PERMASALAHAN = Salin dengan persis bagian tulisan tentang dua wajah HMI di bawah, dimulai dari "Salah satu keputusan" dan terus sampai "tunggal Pancasila ?".

KUTIPAN PILIHAN =
● ● ●

Rabu, 27 Juni 2012

Dua Wajah HMI


Salah satu keputusan penting yang dihasilkan Konggres HMI terakhir di Jambi beberapa waktu lalu adalah kembalinya Islam sebagai asas organisasi. Dengan demikian, raison d’etre perpecahan internal di tubuh HMI pasca-Konggres HMI ke-16 di Padang tahun 1986, yakni dengan berdirinya HMI “tandingan”, Majelis Penyelamat Organisasi (MPO), menjadi tidak relevan lagi. Bukankah HMI MPO lahir sebagai reaksi atas maklumat Ketua Umum PB HMI waktu itu, Harry Azhar Aziz, yang bersedia menerima asas tunggal Pancasila ?
Di satu sisi, era reformasi yang sarat liberalisasi dan relaksasi politik —salah satu dampaknya— melindas warisan policy asas tunggal, implicitly menampakkan kemenangan sikap HMI MPO yang tetap konsisten memegang asas Islam. Namun di sisi lain, HMI MPO ini, secara formal-organisatoris, tidak punya alasan lagi untuk “berpisah.” Toh, kedua-duanya sama-sama memakai Islam sebagai asas organisasi. Atas dasar ini, apakah tidak sebaiknya HMI MPO dan HMI Dipo (berdasar atas nama Jalan Diponegoro tempat PB HMI berkantor) melakukan “rujuk” ?

● ● ●

Catatan titik berlabel
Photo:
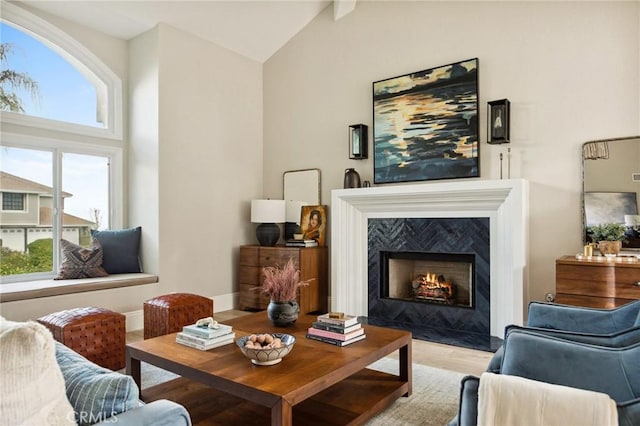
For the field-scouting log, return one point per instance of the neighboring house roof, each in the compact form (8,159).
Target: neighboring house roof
(13,183)
(67,219)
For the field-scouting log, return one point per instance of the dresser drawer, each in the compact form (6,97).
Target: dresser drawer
(249,256)
(250,275)
(279,257)
(597,284)
(589,301)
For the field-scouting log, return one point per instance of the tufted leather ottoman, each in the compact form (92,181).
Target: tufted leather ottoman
(169,313)
(98,334)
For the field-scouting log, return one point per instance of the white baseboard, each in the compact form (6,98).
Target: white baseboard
(225,302)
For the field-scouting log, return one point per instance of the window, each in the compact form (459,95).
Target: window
(12,201)
(55,185)
(83,96)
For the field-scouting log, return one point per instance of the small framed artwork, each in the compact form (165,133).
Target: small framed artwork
(313,223)
(358,142)
(498,121)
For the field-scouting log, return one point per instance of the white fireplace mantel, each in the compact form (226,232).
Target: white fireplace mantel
(504,202)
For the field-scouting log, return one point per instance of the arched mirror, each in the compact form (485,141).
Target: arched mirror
(611,186)
(300,188)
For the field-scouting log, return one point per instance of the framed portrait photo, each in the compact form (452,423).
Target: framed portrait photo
(313,223)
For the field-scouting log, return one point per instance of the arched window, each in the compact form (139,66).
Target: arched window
(54,184)
(59,55)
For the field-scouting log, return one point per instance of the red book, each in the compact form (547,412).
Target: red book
(337,336)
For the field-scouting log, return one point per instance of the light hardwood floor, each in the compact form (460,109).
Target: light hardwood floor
(447,357)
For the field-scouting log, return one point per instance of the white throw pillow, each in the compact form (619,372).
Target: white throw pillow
(31,383)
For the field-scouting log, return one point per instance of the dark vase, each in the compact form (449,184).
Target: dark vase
(283,314)
(351,178)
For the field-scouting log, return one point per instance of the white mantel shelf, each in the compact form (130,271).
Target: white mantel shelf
(504,202)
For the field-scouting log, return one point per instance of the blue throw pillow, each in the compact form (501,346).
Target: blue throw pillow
(121,250)
(95,393)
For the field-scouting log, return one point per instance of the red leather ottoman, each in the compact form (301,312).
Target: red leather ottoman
(169,313)
(98,334)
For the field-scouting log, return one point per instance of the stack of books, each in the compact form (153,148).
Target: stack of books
(301,243)
(205,338)
(337,329)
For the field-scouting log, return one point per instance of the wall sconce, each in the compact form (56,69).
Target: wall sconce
(267,213)
(498,121)
(293,216)
(358,142)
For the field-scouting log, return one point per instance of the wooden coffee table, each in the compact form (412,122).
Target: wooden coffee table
(317,383)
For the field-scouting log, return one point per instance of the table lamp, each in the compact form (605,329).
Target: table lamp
(267,213)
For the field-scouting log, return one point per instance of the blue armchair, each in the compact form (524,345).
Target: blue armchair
(604,327)
(584,320)
(611,370)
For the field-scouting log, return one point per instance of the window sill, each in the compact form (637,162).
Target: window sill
(46,288)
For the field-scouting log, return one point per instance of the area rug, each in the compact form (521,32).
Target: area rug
(433,402)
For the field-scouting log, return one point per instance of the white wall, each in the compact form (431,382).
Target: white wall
(194,164)
(570,69)
(210,161)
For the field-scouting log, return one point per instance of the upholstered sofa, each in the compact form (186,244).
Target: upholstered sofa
(43,382)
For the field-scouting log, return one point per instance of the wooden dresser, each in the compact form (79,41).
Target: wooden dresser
(596,283)
(312,262)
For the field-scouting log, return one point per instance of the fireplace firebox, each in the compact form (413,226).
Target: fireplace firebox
(431,276)
(423,277)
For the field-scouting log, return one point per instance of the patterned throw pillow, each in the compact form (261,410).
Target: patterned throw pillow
(81,262)
(96,393)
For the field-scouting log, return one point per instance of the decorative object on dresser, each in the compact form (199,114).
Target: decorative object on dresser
(608,236)
(426,124)
(597,282)
(498,121)
(311,261)
(293,214)
(313,223)
(358,142)
(268,213)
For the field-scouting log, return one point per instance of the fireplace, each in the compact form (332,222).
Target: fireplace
(425,277)
(454,307)
(503,203)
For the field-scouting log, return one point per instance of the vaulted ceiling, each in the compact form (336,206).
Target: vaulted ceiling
(255,29)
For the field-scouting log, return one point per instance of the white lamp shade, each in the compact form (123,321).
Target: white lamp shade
(294,209)
(267,211)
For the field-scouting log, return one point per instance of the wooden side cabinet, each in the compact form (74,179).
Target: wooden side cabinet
(312,262)
(596,283)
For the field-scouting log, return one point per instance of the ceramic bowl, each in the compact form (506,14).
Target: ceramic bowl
(267,356)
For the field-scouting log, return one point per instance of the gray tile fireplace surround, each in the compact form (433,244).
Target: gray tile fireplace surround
(461,326)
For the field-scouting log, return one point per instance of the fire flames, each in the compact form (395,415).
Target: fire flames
(433,287)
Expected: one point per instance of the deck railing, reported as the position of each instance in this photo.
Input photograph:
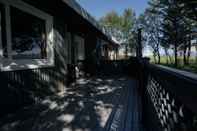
(169, 98)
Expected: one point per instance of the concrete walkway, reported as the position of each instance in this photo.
(96, 104)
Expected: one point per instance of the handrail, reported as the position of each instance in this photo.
(169, 98)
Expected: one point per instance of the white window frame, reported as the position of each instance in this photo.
(9, 64)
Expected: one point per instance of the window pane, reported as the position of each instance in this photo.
(3, 30)
(28, 35)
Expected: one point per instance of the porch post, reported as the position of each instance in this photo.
(139, 46)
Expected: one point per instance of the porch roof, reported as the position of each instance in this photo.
(82, 12)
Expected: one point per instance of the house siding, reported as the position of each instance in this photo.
(25, 87)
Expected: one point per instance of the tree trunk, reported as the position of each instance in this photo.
(175, 55)
(196, 53)
(184, 55)
(167, 55)
(158, 54)
(189, 51)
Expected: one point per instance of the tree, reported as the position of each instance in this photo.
(120, 27)
(151, 23)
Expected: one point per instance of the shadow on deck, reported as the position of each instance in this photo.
(95, 104)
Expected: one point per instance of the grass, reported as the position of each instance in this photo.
(191, 67)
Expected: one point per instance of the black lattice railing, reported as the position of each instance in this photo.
(169, 100)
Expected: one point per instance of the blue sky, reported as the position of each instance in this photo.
(99, 8)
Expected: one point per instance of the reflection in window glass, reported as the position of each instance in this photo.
(3, 30)
(28, 35)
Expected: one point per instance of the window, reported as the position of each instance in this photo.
(26, 36)
(80, 51)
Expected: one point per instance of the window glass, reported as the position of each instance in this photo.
(3, 30)
(28, 35)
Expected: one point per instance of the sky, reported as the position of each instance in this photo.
(99, 8)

● ● ●

JAWABAN TUGAS =
Salah satu keputusan penting yang dihasilkan Konggres HMI terakhir di Jambi beberapa waktu lalu adalah kembalinya Islam sebagai asas organisasi. Dengan demikian, raison d’etre perpecahan internal di tubuh HMI pasca-Konggres HMI ke-16 di Padang tahun 1986, yakni dengan berdirinya HMI “tandingan”, Majelis Penyelamat Organisasi (MPO), menjadi tidak relevan lagi. Bukankah HMI MPO lahir sebagai reaksi atas maklumat Ketua Umum PB HMI waktu itu, Harry Azhar Aziz, yang bersedia menerima asas tunggal Pancasila ?